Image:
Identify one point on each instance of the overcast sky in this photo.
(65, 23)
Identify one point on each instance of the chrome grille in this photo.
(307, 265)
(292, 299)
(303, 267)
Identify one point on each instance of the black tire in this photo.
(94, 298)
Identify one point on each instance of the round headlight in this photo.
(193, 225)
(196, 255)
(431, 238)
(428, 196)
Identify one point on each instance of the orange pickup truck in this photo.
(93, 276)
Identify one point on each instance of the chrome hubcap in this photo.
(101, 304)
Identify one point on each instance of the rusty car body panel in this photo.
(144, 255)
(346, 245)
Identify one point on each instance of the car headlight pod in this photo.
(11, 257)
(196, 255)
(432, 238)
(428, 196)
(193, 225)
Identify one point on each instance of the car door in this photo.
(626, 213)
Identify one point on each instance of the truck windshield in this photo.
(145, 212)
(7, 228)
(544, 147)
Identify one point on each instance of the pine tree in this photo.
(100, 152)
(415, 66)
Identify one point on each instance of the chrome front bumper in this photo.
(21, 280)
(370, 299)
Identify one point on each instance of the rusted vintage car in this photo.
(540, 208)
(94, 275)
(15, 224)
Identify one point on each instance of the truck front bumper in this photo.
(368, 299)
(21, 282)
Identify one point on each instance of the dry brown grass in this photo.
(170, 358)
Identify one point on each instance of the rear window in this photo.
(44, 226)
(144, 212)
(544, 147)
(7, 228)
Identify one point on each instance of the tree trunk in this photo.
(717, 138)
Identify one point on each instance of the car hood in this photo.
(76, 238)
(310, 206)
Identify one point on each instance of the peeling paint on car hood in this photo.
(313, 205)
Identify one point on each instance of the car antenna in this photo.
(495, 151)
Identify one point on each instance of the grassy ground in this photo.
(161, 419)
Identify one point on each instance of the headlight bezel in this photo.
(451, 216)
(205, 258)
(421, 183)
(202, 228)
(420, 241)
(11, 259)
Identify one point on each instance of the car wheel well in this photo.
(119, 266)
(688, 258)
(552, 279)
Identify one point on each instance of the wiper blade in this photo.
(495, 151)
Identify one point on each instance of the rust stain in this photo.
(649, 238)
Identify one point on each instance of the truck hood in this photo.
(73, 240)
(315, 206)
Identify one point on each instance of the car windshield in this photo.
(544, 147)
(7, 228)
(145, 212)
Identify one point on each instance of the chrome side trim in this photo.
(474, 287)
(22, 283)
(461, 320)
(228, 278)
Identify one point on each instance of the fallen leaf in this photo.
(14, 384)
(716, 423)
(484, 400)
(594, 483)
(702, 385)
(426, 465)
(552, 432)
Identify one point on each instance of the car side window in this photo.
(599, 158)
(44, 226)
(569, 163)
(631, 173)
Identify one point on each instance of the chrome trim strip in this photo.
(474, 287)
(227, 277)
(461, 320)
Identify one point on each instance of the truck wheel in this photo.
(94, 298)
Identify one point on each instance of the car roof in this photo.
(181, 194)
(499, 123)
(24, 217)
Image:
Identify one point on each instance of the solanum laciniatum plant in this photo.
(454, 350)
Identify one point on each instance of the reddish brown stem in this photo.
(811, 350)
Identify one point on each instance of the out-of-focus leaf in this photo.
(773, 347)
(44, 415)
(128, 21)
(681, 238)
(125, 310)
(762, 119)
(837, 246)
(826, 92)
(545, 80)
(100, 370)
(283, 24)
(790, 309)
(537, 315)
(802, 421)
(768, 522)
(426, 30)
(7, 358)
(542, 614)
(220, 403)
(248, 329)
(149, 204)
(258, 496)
══════════════════════════════
▶ _Yapılacak iş_: "Identify one point on each instance of the reddish" ifadesini içeren satırdan başlayıp öğelerin sonuna kadar uzanan satırları, her iki uç dahil, hiçbir değişiklik yapmadan alıntılayın.

▶ _Alıştırma sonucu_:
Identify one point on each instance of the reddish brown stem in this photo.
(811, 350)
Identify one point on each instance of the out-of-focus leaf in this photo.
(773, 347)
(44, 415)
(128, 21)
(681, 238)
(125, 310)
(762, 119)
(837, 246)
(826, 92)
(545, 80)
(100, 370)
(283, 24)
(790, 309)
(537, 315)
(802, 421)
(768, 522)
(426, 30)
(7, 358)
(542, 614)
(220, 403)
(248, 329)
(149, 204)
(258, 496)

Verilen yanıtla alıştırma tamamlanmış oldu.